# Задание:
Перепишите исходный текст целиком, ничего в нем не меняя.

# Исходный текст:
Мы помним. Мы гордимся.
Белгородский район
Борисовский район
Город Губкин
Грайворонский район
Ивнянский район
Красненский район
Красногвардейский район
Ракитянский район
Старооскольский район
Чернянский район
Шебекинский район
Яковлевский район
|
ВОЙНЫ СВЯЩЕННЫЕ СТРАНИЦЫ - РАКИТЯНСКИЙ РАЙОН
Ракитянский район
Шмараева Анна Тимофеевна
|
Шмараева Анна Тимофеевна (крайняя справа)
с главой администрации В-Готнянского поселения
Владимировым Владимиром Порфирьевичем и
Гречихиной Анной Васильевной
|
Я родилась 12 августа 1927 года, девичья фамилия Шершнева.
Когда началась война, я только окончила 5 класс. В семье у родителей было пятеро детей. Старший брат был в армии, одна из сестёр была замужем в селе В-Готня . Дома оставалось трое детей : сестра с 1921 года рождения, брат Николай с 1922 года и я. Узнала о начале войны я от отца, который был в ночном. Приехал утром и сказал. В селе стали забирать на фронт мужчин от 20 до 40 лет.
В нашей семье на фронте с первых дней войны находился брат Шершнев Василий Тимофеевич 1915 года рождения. Он отслужил четыре года срочной службы, остался сверхсрочно и погиб 18 февраля 1942 года возле села Малое Ладыжкино Старорусского района Ленинградской области. В самом начале войны он прислал письмо: "Мама, папа, лежу в госпитале в Горьком, ранен в голову. Подлечусь и пойду на фронт".

# Записанные данные:
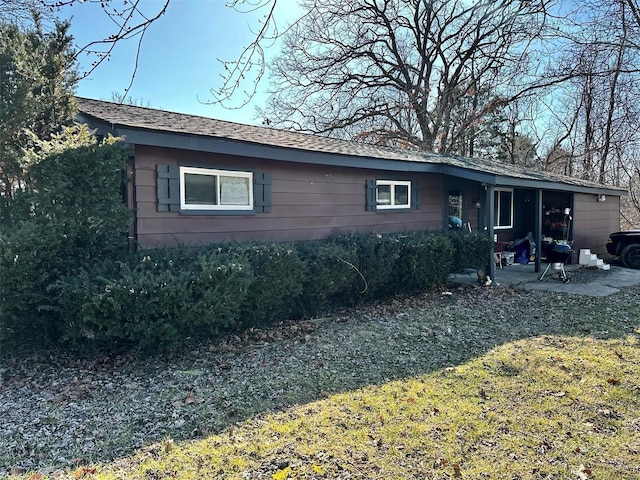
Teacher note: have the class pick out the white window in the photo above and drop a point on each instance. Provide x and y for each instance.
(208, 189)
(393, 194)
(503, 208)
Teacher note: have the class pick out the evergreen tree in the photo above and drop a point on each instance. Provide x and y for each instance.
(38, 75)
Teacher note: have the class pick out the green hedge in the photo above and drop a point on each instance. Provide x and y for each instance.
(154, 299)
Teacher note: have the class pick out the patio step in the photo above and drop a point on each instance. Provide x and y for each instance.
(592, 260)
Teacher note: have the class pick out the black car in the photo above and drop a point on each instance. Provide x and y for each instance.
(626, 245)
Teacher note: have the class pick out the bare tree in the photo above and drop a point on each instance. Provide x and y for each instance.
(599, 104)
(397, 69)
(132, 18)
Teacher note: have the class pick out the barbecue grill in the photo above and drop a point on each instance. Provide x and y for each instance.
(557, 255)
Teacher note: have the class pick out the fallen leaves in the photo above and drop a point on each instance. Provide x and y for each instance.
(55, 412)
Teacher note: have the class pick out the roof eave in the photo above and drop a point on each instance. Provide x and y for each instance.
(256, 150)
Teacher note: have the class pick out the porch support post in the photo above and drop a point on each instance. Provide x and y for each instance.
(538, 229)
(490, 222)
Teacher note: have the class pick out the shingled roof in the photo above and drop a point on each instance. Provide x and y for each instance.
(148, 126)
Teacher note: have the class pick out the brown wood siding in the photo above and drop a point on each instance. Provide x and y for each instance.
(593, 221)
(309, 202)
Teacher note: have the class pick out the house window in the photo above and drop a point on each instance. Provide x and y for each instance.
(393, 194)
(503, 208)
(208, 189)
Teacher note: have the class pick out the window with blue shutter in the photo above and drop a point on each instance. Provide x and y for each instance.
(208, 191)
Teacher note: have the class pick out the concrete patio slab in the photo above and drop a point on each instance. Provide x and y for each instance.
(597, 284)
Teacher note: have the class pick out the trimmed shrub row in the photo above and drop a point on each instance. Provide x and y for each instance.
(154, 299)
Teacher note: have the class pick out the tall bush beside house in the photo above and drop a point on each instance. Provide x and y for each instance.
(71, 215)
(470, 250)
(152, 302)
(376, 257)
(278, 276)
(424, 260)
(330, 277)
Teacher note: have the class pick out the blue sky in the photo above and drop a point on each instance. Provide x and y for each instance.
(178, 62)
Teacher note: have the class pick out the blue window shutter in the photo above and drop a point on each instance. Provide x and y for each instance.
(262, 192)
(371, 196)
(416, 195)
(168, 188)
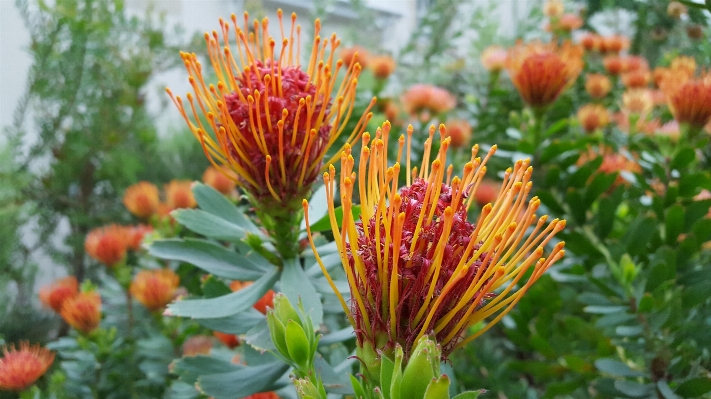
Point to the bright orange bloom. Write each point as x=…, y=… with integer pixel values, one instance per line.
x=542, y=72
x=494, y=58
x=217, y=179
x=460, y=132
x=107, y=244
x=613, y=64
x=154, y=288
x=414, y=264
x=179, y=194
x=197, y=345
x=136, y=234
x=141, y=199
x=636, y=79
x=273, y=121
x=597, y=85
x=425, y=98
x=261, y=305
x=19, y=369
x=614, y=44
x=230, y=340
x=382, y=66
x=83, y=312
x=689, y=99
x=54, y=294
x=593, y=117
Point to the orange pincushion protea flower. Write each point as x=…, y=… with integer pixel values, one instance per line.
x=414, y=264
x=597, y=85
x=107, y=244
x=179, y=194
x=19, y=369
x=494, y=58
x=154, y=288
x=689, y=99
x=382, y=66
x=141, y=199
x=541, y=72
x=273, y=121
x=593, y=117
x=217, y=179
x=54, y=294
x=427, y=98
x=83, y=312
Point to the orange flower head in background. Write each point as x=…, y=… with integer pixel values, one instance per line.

# Ответ на задание:
Мы помним. Мы гордимся.
Белгородский район
Борисовский район
Город Губкин
Грайворонский район
Ивнянский район
Красненский район
Красногвардейский район
Ракитянский район
Старооскольский район
Чернянский район
Шебекинский район
Яковлевский район
|
ВОЙНЫ СВЯЩЕННЫЕ СТРАНИЦЫ - РАКИТЯНСКИЙ РАЙОН
Ракитянский район
Шмараева Анна Тимофеевна
|
Шмараева Анна Тимофеевна (крайняя справа)
с главой администрации В-Готнянского поселения
Владимировым Владимиром Порфирьевичем и
Гречихиной Анной Васильевной
|
Я родилась 12 августа 1927 года, девичья фамилия Шершнева.
Когда началась война, я только окончила 5 класс. В семье у родителей было пятеро детей. Старший брат был в армии, одна из сестёр была замужем в селе В-Готня . Дома оставалось трое детей : сестра с 1921 года рождения, брат Николай с 1922 года и я. Узнала о начале войны я от отца, который был в ночном. Приехал утром и сказал. В селе стали забирать на фронт мужчин от 20 до 40 лет.
В нашей семье на фронте с первых дней войны находился брат Шершнев Василий Тимофеевич 1915 года рождения. Он отслужил четыре года срочной службы, остался сверхсрочно и погиб 18 февраля 1942 года возле села Малое Ладыжкино Старорусского района Ленинградской области. В самом начале войны он прислал письмо: "Мама, папа, лежу в госпитале в Горьком, ранен в голову. Подлечусь и пойду на фронт".